── RAW RECORDS

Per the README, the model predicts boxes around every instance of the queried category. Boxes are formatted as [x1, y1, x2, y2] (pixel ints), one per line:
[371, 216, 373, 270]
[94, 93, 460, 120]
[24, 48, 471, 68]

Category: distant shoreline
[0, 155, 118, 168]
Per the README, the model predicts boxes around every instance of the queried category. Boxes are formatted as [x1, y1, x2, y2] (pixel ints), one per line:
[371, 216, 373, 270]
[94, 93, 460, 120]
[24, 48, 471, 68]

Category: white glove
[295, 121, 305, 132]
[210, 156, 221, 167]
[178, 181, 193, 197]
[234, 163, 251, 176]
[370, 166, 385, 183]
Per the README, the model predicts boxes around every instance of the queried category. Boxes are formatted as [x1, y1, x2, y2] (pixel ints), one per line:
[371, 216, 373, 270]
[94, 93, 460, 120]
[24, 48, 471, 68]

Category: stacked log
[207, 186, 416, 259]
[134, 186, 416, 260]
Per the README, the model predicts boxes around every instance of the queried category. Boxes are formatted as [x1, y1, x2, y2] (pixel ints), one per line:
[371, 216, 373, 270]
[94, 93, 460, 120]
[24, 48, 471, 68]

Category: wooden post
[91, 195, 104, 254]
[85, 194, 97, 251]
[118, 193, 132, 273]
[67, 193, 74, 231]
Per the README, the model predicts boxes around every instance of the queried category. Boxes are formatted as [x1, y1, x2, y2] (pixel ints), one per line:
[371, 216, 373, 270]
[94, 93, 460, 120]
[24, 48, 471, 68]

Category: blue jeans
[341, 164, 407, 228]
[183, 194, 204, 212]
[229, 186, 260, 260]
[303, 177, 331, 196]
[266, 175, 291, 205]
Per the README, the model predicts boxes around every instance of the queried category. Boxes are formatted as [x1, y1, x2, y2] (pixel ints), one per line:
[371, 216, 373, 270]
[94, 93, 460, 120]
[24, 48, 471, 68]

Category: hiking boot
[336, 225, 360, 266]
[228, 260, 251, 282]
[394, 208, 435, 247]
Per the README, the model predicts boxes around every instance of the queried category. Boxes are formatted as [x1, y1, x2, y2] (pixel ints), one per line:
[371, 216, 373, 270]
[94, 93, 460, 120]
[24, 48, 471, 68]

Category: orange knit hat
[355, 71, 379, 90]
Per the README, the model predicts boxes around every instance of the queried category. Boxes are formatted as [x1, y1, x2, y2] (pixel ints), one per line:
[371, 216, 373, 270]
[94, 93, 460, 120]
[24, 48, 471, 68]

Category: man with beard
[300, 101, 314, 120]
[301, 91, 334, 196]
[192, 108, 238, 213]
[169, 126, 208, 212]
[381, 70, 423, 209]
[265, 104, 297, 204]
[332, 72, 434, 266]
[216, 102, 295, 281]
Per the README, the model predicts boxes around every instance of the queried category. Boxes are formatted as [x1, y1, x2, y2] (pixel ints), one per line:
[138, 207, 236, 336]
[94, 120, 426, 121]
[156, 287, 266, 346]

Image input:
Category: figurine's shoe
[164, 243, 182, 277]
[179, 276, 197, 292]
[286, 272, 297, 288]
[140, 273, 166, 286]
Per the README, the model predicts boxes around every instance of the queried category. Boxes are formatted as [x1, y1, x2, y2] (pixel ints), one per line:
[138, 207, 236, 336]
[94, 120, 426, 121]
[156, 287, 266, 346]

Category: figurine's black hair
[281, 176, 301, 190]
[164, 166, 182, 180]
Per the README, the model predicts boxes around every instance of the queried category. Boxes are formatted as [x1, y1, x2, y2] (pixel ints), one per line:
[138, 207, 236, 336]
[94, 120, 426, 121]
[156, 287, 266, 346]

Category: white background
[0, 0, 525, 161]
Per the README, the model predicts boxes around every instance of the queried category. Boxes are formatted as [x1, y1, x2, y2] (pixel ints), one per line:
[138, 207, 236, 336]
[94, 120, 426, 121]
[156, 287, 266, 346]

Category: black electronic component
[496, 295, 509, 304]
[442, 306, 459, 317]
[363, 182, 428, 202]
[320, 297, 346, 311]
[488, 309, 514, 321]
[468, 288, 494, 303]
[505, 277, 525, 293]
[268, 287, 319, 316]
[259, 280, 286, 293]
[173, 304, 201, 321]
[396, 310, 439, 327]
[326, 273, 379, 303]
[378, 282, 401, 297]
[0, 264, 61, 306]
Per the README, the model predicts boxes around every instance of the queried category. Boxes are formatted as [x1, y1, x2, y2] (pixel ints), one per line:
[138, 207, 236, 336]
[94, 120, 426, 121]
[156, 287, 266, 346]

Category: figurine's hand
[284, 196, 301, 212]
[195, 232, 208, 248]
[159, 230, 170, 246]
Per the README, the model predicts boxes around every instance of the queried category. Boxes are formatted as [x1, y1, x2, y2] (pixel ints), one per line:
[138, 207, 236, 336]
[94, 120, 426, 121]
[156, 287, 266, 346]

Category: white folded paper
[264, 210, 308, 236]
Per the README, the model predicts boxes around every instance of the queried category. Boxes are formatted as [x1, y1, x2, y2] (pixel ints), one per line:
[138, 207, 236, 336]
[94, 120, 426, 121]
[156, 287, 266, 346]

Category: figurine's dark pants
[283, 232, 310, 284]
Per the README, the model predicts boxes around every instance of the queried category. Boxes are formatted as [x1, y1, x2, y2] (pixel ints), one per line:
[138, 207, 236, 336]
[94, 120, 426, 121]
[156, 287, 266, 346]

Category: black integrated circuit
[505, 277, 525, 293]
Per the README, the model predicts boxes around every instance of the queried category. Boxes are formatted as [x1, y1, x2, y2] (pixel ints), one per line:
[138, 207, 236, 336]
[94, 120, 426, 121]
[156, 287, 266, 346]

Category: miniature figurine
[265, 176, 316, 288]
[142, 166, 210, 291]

────

- **WHAT YOU HAVE TO DO**
Please gather every line above that contains the word "white" and copy each one out.

- **EXERCISE ANSWER**
Category: white glove
Category: white background
Category: white folded paper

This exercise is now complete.